** start Stored records **

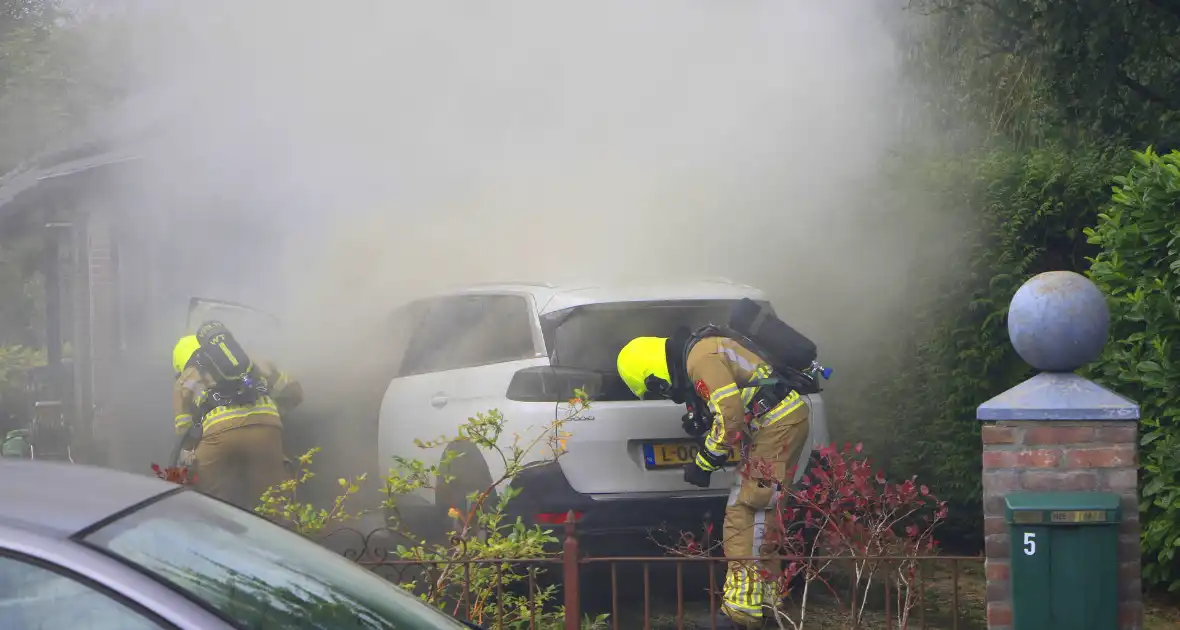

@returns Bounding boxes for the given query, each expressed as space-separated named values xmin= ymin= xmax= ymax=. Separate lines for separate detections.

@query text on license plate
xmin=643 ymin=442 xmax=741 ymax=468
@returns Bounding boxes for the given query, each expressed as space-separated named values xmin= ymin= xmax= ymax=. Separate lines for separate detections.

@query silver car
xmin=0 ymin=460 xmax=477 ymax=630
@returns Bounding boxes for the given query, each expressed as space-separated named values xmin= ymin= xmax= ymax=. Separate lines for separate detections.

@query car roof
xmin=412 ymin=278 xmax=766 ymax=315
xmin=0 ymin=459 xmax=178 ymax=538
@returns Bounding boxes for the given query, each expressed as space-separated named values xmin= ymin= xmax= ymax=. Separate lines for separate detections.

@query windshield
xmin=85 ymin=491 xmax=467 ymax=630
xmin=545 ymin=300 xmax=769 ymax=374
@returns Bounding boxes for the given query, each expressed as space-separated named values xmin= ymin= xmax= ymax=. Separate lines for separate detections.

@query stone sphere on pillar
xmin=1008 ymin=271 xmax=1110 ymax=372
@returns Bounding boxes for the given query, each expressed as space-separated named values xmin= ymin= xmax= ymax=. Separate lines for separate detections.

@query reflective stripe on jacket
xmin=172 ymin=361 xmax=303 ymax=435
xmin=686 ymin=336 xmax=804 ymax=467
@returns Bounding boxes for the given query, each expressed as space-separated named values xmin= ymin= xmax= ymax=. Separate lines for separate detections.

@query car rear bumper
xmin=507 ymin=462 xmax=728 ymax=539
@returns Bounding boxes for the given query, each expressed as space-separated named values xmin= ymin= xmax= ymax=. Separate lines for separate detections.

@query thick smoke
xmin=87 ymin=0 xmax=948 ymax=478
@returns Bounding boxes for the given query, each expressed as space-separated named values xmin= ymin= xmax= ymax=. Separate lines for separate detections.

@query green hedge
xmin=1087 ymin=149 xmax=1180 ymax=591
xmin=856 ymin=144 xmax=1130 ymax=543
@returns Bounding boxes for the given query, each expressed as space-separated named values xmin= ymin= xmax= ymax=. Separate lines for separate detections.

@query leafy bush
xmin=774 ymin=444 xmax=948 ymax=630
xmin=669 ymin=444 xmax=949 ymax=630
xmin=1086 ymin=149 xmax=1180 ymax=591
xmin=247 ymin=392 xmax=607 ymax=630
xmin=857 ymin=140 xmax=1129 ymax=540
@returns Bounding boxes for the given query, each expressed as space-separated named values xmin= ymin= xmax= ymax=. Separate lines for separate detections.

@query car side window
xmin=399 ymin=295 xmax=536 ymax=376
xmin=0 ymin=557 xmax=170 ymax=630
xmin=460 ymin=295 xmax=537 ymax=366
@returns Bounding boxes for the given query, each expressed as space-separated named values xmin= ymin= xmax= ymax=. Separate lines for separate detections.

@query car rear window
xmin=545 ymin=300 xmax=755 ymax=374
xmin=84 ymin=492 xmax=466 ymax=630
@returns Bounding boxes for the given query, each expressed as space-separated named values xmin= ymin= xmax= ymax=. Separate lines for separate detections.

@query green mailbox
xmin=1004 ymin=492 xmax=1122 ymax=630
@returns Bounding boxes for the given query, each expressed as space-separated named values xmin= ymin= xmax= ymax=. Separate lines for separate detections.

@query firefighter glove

** end Stored records **

What the exercise asks: Return every line of the listing above unchanged, omitting the pictures.

Correct response:
@returns Bounding boxes for the given query, each expressed as space-separated named values xmin= ymin= xmax= ymax=. Separate lines for separate detections.

@query text on license plate
xmin=643 ymin=442 xmax=741 ymax=468
@returns Bounding boxes for the given query, each expressed as space-separated named values xmin= ymin= xmax= ymax=. Separate lines for separate detections.

@query silver car
xmin=0 ymin=460 xmax=477 ymax=630
@returns Bounding boxes for the given query, each expressed as space-separated named values xmin= ymin= xmax= ymax=. Separate lines for separate detections.

@query car roof
xmin=412 ymin=278 xmax=766 ymax=315
xmin=0 ymin=459 xmax=178 ymax=538
@returns Bounding boxes for the given query, each expressed as space-separated named values xmin= ymin= xmax= ymax=. Separate lines for separate detections.

@query windshield
xmin=85 ymin=491 xmax=467 ymax=630
xmin=545 ymin=300 xmax=769 ymax=374
@returns Bounding boxes for the given query, each expressed as space-separated named values xmin= ymin= xmax= ymax=. Separate lines for separate detections.

@query stone sphere on pillar
xmin=1008 ymin=271 xmax=1110 ymax=372
@returns Bounding boxes for the given query, each expressed as space-separated named values xmin= ymin= xmax= ymax=. Separate lines for separate detections.

@query reflective stripe on jacket
xmin=172 ymin=361 xmax=303 ymax=435
xmin=686 ymin=336 xmax=804 ymax=467
@returns Bounding boxes for the given query, each expressed as space-separated named values xmin= ymin= xmax= ymax=. Separate lines for separate detections.

@query car rear bumper
xmin=507 ymin=462 xmax=728 ymax=539
@returns Bounding boxes for the given query, each expressed as space-separated named values xmin= ymin= xmax= ymax=. Separate lines for separate detections.

@query thick smoke
xmin=87 ymin=0 xmax=948 ymax=478
@returns Bounding boxes for the given query, each expressed as space-separated named values xmin= ymin= xmax= ymax=. Separate lines for separate detections.

@query green hedge
xmin=1087 ymin=149 xmax=1180 ymax=591
xmin=856 ymin=144 xmax=1130 ymax=543
@returns Bounding boxes for the given query, each expressed as space-separated named values xmin= ymin= xmax= ymax=. Separate lines for separate detections.

@query leafy bush
xmin=774 ymin=444 xmax=948 ymax=630
xmin=669 ymin=444 xmax=949 ymax=630
xmin=1086 ymin=149 xmax=1180 ymax=591
xmin=247 ymin=392 xmax=607 ymax=630
xmin=857 ymin=140 xmax=1129 ymax=540
@returns Bounding boxes for the given query, each expressed as space-separated named values xmin= ymin= xmax= ymax=. Separate lines for separate detections.

@query car side window
xmin=399 ymin=295 xmax=536 ymax=376
xmin=0 ymin=557 xmax=170 ymax=630
xmin=460 ymin=295 xmax=537 ymax=366
@returns Bounding boxes for the given query, each expressed as space-separated named values xmin= ymin= xmax= ymax=. Separate lines for separate detections.

@query car rear window
xmin=545 ymin=300 xmax=755 ymax=374
xmin=84 ymin=492 xmax=466 ymax=630
@returns Bounding boxes for the given query, each expressed as space-separated named values xmin= ymin= xmax= ymax=. Separate lines for separate detections.

@query green mailbox
xmin=1004 ymin=492 xmax=1122 ymax=630
@returns Bounding boxes for the given query, each expressed as space-separated named values xmin= ymin= xmax= ymax=. Separate lines for separate detections.

@query firefighter glove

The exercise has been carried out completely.